• [PARTS OF THE EXERCISE]
(a) Print the stretch of the passage about Smith's ordeal from "On February 21, 1995, Smith" through "on his body.".
(b) Answer these questions using the passage about Smith's ordeal:
(i) What was Smith tied to in the basement?
(ii) On what date did Smith escape from Quintanilla's moving vehicle?
(iii) Where did Smith run after escaping?
(c) Pick up the passage about Smith's ordeal after its last sentence and continue it.
** Start TEXT PASSAGE **
When Quintanilla arrived at Smith’s
father’s house, he began yelling, as well
as kicking, striking, and pulling Smith’s
hair. Smith was then blindfolded and
taken to another location, tied to the
plumbing in a basement, and beaten by
Quintanilla and two other men. Smith was
kept there overnight and then transported
back to Quintanilla’s house, tied up,
beaten with fire place tools by
Quintanilla, and forced to sleep in a
bathtub.
On February 21, 1995, Smith was able to
escape from Quintanilla’s moving vehicle
and run to Mabry’s Auto Body Garage in
Pershing, Illinois. When Franklin County,
Illinois, Sheriffs arrived at Mabry’s,
they found Smith, in a state of near
hysteria, with his eyes swollen and
discolored, and his forehead and face
marked by numerous cuts and bruises.
There were also marks, cuts, and bruises
on his body.
** End TEXT PASSAGE **
** Start RECORD SET **
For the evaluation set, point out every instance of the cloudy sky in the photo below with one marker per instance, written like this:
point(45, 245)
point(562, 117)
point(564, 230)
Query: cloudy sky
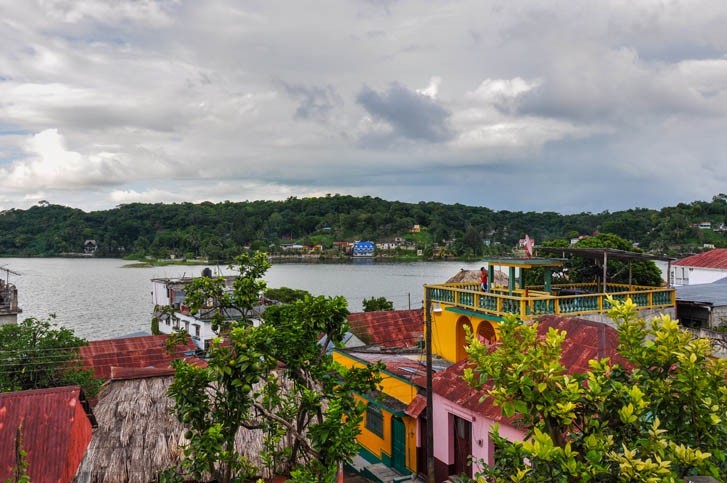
point(511, 104)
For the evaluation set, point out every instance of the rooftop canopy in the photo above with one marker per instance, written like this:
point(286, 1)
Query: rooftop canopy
point(525, 262)
point(603, 252)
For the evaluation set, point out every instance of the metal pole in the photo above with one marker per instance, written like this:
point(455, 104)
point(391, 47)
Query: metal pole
point(430, 403)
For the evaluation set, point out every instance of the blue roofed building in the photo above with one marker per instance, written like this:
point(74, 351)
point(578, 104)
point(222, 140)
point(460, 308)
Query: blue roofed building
point(364, 249)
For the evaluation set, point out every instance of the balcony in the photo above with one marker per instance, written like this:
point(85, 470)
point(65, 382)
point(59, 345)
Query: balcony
point(568, 300)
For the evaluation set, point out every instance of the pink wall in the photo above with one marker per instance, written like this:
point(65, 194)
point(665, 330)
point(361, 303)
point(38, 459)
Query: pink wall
point(482, 448)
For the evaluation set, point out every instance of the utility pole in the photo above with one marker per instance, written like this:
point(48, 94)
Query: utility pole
point(430, 404)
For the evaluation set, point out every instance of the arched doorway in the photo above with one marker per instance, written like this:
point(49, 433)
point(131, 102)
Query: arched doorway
point(462, 322)
point(486, 332)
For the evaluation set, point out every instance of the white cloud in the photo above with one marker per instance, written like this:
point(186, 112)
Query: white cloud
point(432, 89)
point(161, 100)
point(50, 164)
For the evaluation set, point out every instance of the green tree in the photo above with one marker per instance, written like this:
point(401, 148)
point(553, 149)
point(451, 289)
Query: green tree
point(286, 295)
point(262, 380)
point(36, 354)
point(376, 304)
point(661, 418)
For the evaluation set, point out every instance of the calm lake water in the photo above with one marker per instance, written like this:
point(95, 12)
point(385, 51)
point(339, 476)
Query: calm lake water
point(101, 298)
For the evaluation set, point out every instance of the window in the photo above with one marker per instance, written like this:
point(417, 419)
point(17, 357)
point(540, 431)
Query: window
point(375, 421)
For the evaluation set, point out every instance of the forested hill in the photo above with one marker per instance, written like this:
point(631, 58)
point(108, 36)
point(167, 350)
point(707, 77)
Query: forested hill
point(219, 230)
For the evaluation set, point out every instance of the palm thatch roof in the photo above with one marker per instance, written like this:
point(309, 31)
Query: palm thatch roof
point(473, 276)
point(139, 436)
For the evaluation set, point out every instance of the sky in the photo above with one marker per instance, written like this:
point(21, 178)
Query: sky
point(566, 106)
** End RECORD SET **
• [WRITTEN RESPONSES]
(a)
On February 21, 1995, Smith was able to
escape from Quintanilla’s moving vehicle
and run to Mabry’s Auto Body Garage in
Pershing, Illinois. When Franklin County,
Illinois, Sheriffs arrived at Mabry’s,
they found Smith, in a state of near
hysteria, with his eyes swollen and
discolored, and his forehead and face
marked by numerous cuts and bruises.
There were also marks, cuts, and bruises
on his body.

(b)
(i) The plumbing.
(ii) February 21, 1995.
(iii) Mabry's Auto Body Garage in Pershing, Illinois.

(c)
After investigating the kidnaping, the
Sheriff’s department obtained an arrest
warrant for Quintanilla and his wife, as
well as a search warrant for their
residence. The warrant for the residence
included all outbuildings and vehicles
located on the property, and authorized,
in part, the search for Smith’s blood,
fireplace tools used to beat Smith,
marijuana, and firearms./1 The complaint
included a report of Deputy Don Jones
regarding his interview with Smith after
he was kidnaped, and also stated that
another law enforcement officer knew that
the defendant maintained a number of dogs
on the premises. Based on the exigencies
set out in the complaint, the issuing
judge waived the customary knock and
announce requirements.
On February 21, 1995, law enforcement
officers went to the defendant’s
residence to execute the arrest and
search warrants. As the officers
approached the house, Quintanilla and his
wife came to the front door to meet them.
As they appeared in the doorway, the
couple was advised that they were under
arrest.
After the defendant and his wife were
arrested, the residence was searched.
While Master Sergeant John Lewis of the
Illinois State Police was searching an
area of the property near the swimming
pool, he discovered a .357 magnum
revolver wrapped in a plastic bag and
hidden inside the cover of the swimming
pool./2 Additionally a box of
ammunition, including spent rounds, was
found in the master bedroom.
On April 28, 1999, the defendant moved
to suppress the firearm and plastic bag
discovered at his residence on the
grounds that the search warrant was: 1)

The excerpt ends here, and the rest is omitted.